(AUFGABEN):
• 1. Wiederhole einen Abschnitt aus dem Interview über das Wohnen wörtlich. Setze bei den Worten „Das Vitra Design“ ein und höre nach „und Alltagskultur (www.design-museum.de).“ auf.
• 2. Fasse aus dem Interview über das Wohnen den Absatz, der mit „Der Wohnungsbau orientiert sich“ beginnt, als kurze Liste zusammen und behalte dabei seine wichtigsten Fakten.

Das Vitra Design Museum in Weil am Rhein zählt zu den führenden Designmuseen weltweit. Es erforscht und vermittelt die Geschichte und Gegenwart des Designs und setzt diese in Beziehung zu Architektur, Kunst und Alltagskultur (www.design-museum.de). 

Mit Dr. Jochen Eisenbrand, Chief Curator, sprachen wir über „Gesellschaft und Corona – Leben, Wohnen, Arbeiten“.

Unser Zuhause ist Ausdruck unseres Lebensstils, es prägt unseren Alltag und bestimmt unser Wohlbefinden. Wie und warum hat sich unser Zuhause in den letzten Jahrzehnten verändert?

Dr. Jochen Eisenbrand: In Neubauten sind die Wohnungen in den letzten Jahrzehnten offener und heller geworden. Grundrisse sind offener und fließender, am deutlichsten zu sehen an den Küchen, die häufig nicht mehr vom Ess- und Wohnbereich abgetrennt sind. Das hat wahrscheinlich damit zu tun, dass insgesamt weniger gekocht wird, aber wenn gekocht wird, wird das entsprechend zelebriert und inszeniert – auch gemeinsam mit Gästen.

Die Sofa-Fernsehecke existiert noch, verliert aber an Bedeutung, weil der Medienkonsum vermehrt auf mobilen Geräten und individuell statt in der Gemeinschaft erfolgt.

In der Breite sind Möbel immer mehr zu Konsumgütern geworden, die nur für eine gewisse Dauer, einen gewissen Lebensabschnitt angeschafft werden, während sie früher noch weitervererbt wurden.

Der Wohnungsbau orientiert sich immer noch häufig an der drei- oder vierköpfigen Familie, aber es gibt – gerade in Großstädten – inzwischen häufiger Konzepte, die der Tatsache Rechnung tragen, dass die Kleinfamilie nicht mehr die Regel ist und die daher Grundrisse mit kleinen Privatwohnungen und großen gemeinschaftlichen Bereichen für Kochen, Essen, Wohnen und Arbeiten anbieten.

Während soziale und architektonische Themen (wie die Frage nach bezahlbarem Wohnraum) heute lebhaft debattiert werden, findet eine ernsthafte gesellschaftliche Auseinandersetzung über das Wohninterieur (noch) nicht in dem Maße statt. Was sind die Gründe und was möchten Sie mit der aktuellen Ausstellung „Home Stories“ darstellen/erreichen?

Dr. Jochen Eisenbrand: Im 20. Jahrhundert haben sich Architekten/innen stärker mit dem Interieur auseinandergesetzt, als das heute der Fall ist. Das geschah zum Teil aus sozialreformerischen Motiven, zum Teil auch, weil sie für ihre Vorstellung modernen, sprich zeitgemäßen Wohnens die Einrichtungen überhaupt erst schaffen mussten. Architekten gestalteten also auch Möbel, Leuchten und Wohntextilien. Bei dem heutigen riesigen Angebot ist diese Notwendigkeit schon lange nicht mehr gegeben. Heute scheinen sich Architekten vielleicht auch deswegen nicht mehr so sehr für das Wohninterieur zur interessieren und haben das Feld den Innenarchitekten/innen überlassen, die wiederum mehr an ganz individuellen und weniger an allgemein gültigen Lösungen interessiert sind.

(MATERIAL):
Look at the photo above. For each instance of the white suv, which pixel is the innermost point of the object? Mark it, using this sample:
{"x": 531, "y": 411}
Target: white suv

---

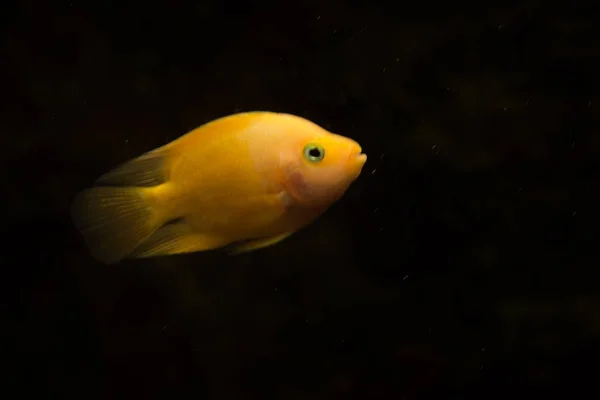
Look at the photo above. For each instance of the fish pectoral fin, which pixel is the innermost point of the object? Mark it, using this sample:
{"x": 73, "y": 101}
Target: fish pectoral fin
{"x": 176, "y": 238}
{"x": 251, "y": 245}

==

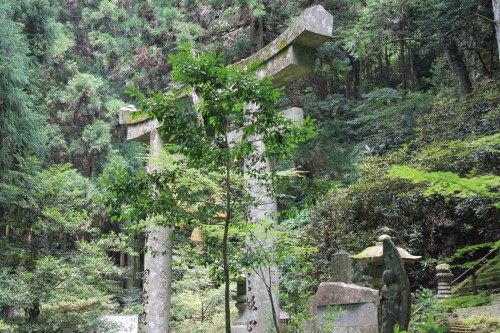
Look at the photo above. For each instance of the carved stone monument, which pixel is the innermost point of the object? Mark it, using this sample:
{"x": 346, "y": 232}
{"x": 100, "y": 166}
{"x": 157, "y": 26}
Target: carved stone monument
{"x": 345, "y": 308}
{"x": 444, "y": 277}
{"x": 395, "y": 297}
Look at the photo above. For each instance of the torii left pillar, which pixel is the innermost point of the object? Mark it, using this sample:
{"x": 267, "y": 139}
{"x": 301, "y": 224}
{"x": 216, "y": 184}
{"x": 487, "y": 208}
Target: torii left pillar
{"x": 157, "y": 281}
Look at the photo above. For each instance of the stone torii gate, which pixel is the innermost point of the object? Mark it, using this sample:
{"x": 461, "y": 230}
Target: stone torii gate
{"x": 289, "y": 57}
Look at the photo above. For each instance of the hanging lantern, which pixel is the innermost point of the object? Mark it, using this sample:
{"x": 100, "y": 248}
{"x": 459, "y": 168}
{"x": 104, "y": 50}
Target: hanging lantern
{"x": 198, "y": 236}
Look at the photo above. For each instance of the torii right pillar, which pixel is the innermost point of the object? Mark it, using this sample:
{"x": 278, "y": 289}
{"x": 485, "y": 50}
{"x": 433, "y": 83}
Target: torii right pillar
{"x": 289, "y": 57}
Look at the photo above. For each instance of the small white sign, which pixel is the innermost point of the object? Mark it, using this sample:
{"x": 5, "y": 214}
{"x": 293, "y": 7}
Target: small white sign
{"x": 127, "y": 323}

(LÖSUNGEN IM EINZELNEN):
• 1.
Das Vitra Design Museum in Weil am Rhein zählt zu den führenden Designmuseen weltweit. Es erforscht und vermittelt die Geschichte und Gegenwart des Designs und setzt diese in Beziehung zu Architektur, Kunst und Alltagskultur (www.design-museum.de).

• 2.
- Der Wohnungsbau orientiert sich noch häufig an der drei- oder vierköpfigen Familie.
- Gerade in Großstädten gibt es inzwischen häufiger Konzepte, die berücksichtigen, dass die Kleinfamilie nicht mehr die Regel ist.
- Diese Konzepte bieten Grundrisse mit kleinen Privatwohnungen und großen gemeinschaftlichen Bereichen für Kochen, Essen, Wohnen und Arbeiten.